The story examines the repercussions of this event on the parents of the two boys, the friend, and the terrorists themselves, including one who is drawn into their orbit later. By adopting this structure, Mahajan sets himself a serious challenge.

In my opinion and despite the fervent praise heaped on this book, he fails to meet this challenge. Confining the different stories to separate and clearly defined sections keeps the reader from getting confused. However, the lack of a single protagonist leaves the book empty at its core. As soon as we start to get interested in a character, the father for example or the bomb maker, his story is dropped entirely. It may be picked up again a hundred pages later or it may not.

As a result, the novel is interesting and informative, but not engaging. Contrary to the frenzied reviews, the book is neither thrilling nor urgent. Most of the people in one of my new book groups found it boring and had to force themselves to read on. Contributing to their malaise was the trajectory of the characters: they start off miserable and go downhill from there.

Of course, it is possible that the author intended for the book to be empty at its core, as though the center had exploded and destroyed everything, including our notions of narrative.

▸ **Work instructions**
Answer these questions from the book review:
(a) What keeps the reader from getting confused?
(b) How did most people in one of the reviewer's new book groups react to the book?
(c) What possibility about the author's intention does the last paragraph raise?

▸ **Collected data**
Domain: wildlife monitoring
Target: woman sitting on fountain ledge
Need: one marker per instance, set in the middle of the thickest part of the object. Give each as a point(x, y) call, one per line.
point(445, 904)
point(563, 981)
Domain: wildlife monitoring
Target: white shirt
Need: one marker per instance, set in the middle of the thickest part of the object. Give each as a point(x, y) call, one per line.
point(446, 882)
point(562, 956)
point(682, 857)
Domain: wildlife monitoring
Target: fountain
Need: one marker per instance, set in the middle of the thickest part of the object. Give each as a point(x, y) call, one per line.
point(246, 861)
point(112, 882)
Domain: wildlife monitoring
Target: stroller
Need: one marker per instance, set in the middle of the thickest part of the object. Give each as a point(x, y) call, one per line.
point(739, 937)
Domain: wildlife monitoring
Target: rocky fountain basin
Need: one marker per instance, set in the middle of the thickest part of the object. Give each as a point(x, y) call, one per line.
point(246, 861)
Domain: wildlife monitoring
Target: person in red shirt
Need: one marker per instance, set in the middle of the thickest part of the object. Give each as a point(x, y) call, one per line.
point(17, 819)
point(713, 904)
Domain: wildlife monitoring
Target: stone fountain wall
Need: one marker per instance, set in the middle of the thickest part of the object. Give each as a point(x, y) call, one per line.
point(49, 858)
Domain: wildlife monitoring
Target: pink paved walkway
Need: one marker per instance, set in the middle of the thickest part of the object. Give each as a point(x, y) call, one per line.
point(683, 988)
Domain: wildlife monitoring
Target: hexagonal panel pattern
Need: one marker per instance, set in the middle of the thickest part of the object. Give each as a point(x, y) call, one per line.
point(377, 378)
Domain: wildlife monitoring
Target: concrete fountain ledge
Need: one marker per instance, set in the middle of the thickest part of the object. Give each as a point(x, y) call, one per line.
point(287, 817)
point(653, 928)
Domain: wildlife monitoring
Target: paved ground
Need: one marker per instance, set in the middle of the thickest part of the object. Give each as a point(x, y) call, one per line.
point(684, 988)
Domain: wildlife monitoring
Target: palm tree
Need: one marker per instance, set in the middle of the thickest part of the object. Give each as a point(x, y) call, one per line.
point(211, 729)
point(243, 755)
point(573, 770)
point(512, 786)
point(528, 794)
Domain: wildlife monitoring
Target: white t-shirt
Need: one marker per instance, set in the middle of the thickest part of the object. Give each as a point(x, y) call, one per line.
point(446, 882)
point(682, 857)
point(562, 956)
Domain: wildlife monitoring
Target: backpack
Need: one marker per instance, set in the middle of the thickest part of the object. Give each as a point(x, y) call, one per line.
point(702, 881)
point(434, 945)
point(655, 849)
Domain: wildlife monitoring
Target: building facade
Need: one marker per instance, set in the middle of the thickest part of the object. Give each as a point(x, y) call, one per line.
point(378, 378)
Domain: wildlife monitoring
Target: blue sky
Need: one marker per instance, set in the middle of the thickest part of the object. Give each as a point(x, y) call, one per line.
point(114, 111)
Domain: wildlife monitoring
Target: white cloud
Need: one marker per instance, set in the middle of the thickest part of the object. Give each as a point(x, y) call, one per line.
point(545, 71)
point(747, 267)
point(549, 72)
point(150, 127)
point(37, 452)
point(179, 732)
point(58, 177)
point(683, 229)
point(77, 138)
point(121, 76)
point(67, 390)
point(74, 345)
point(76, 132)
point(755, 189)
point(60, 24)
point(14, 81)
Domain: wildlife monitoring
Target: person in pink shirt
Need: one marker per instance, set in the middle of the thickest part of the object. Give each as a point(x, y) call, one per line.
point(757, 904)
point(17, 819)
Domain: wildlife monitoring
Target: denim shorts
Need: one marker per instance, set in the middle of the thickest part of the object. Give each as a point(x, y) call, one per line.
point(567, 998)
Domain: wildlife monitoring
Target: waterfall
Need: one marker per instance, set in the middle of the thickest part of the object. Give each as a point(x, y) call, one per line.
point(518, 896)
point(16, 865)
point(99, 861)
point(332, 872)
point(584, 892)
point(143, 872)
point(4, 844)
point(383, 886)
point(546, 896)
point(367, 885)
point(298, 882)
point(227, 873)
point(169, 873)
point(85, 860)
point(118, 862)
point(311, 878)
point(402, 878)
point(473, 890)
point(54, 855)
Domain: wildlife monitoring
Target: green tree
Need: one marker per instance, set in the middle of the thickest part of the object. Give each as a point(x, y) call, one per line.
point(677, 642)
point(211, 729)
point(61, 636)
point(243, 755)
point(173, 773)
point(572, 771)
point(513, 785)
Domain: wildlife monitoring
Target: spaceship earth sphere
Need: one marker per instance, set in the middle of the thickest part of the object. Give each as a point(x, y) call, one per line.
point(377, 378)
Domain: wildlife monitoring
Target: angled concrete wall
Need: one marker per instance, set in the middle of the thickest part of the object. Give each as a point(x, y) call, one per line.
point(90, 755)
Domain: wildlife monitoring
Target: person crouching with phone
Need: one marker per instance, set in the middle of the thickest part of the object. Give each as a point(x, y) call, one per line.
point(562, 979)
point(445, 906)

▸ **Answer section**
(a) Confining the different stories to separate and clearly defined sections.
(b) They found it boring and had to force themselves to read on.
(c) That the author may have meant the book to be empty at its core, as though the center had exploded and destroyed everything, including our notions of narrative.